Reproduce, verbatim, the part of the rows below that opens with the line containing "Point to the sandy" and runs through the final row, with both ends included. Output nothing else.

==== Given records ====

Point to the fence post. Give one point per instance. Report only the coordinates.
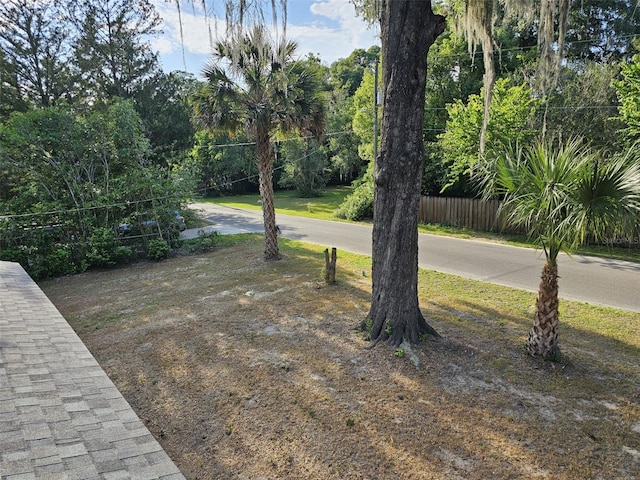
(330, 266)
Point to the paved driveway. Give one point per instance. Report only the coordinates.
(614, 283)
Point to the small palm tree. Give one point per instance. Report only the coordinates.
(561, 194)
(256, 84)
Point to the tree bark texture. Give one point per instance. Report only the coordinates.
(408, 28)
(265, 178)
(543, 337)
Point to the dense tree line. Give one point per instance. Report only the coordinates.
(75, 62)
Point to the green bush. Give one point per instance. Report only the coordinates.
(158, 249)
(102, 248)
(56, 262)
(205, 242)
(358, 205)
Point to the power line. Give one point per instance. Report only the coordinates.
(146, 200)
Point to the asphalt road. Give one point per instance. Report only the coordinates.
(601, 281)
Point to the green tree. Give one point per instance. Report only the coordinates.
(112, 53)
(162, 101)
(256, 84)
(305, 166)
(346, 73)
(224, 164)
(35, 50)
(511, 114)
(628, 91)
(408, 29)
(561, 194)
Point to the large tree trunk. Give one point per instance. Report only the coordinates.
(265, 177)
(408, 29)
(543, 337)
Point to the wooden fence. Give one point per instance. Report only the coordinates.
(461, 212)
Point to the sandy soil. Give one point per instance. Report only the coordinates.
(250, 370)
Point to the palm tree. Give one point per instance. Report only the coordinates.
(255, 83)
(562, 195)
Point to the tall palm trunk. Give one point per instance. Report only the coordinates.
(265, 176)
(543, 337)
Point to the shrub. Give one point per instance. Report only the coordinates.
(102, 248)
(359, 204)
(158, 249)
(205, 242)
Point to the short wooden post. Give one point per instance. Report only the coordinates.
(330, 266)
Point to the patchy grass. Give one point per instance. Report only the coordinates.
(243, 368)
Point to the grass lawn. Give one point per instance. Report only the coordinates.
(288, 203)
(323, 207)
(246, 369)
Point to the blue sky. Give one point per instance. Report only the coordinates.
(327, 28)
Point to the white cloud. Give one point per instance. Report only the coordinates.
(328, 28)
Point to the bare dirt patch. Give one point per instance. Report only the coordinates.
(244, 369)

====

• [Output for this task]
Point to the sandy soil. Give one point per instance. Report only the coordinates.
(250, 370)
Point to the palm tree. Give one point per instance. Report only the coordinates.
(255, 83)
(562, 195)
Point to the tall palm trunk. Give one point per instance. Report only the coordinates.
(265, 176)
(543, 337)
Point to the shrub. Give one point per instance. Report only the coordinates.
(102, 248)
(359, 204)
(158, 249)
(205, 242)
Point to the short wooden post. Give one point per instance. Report only the coordinates.
(330, 266)
Point to the patchy grass. Give one point per instance. Report only the coordinates.
(243, 368)
Point to the grass lawn. Give one point per instance. Report only the coordinates.
(288, 203)
(323, 207)
(246, 369)
Point to the blue sky. Give one point per instance. Report only the coordinates.
(327, 28)
Point to the white cloud. Give one point per instance. Report only the coordinates.
(328, 28)
Point to the bare dirt patch. Give one point per instance. Report only the coordinates.
(244, 369)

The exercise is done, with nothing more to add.